## begin Records for this exercise

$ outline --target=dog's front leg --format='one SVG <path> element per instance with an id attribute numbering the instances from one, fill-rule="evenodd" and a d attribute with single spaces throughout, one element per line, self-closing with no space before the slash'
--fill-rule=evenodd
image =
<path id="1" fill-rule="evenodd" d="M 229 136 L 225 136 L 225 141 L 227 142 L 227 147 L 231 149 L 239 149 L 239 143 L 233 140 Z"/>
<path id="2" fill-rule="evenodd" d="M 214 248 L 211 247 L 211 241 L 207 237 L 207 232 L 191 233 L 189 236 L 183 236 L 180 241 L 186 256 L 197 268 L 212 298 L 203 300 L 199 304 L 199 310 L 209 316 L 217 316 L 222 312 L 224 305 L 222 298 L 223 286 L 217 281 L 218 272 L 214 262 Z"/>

## end Records for this exercise

Problem to work on: Rewrite the records above, changing "front leg" to "hind leg" and keeping every other character the same.

Expected answer:
$ outline --target=dog's hind leg --format='one SVG <path> element per instance with an id attribute numbering the instances from one, fill-rule="evenodd" and a d attribute with single spaces throughout, one element per line, self-closing with no space before the slash'
--fill-rule=evenodd
image =
<path id="1" fill-rule="evenodd" d="M 229 136 L 225 136 L 225 141 L 227 142 L 227 147 L 231 149 L 239 149 L 239 143 L 233 140 Z"/>
<path id="2" fill-rule="evenodd" d="M 214 248 L 211 247 L 211 241 L 207 237 L 207 232 L 191 233 L 189 236 L 183 236 L 180 241 L 186 256 L 197 268 L 212 298 L 203 300 L 199 304 L 199 310 L 209 316 L 217 316 L 222 312 L 224 305 L 222 298 L 223 286 L 217 281 L 218 272 L 214 262 Z"/>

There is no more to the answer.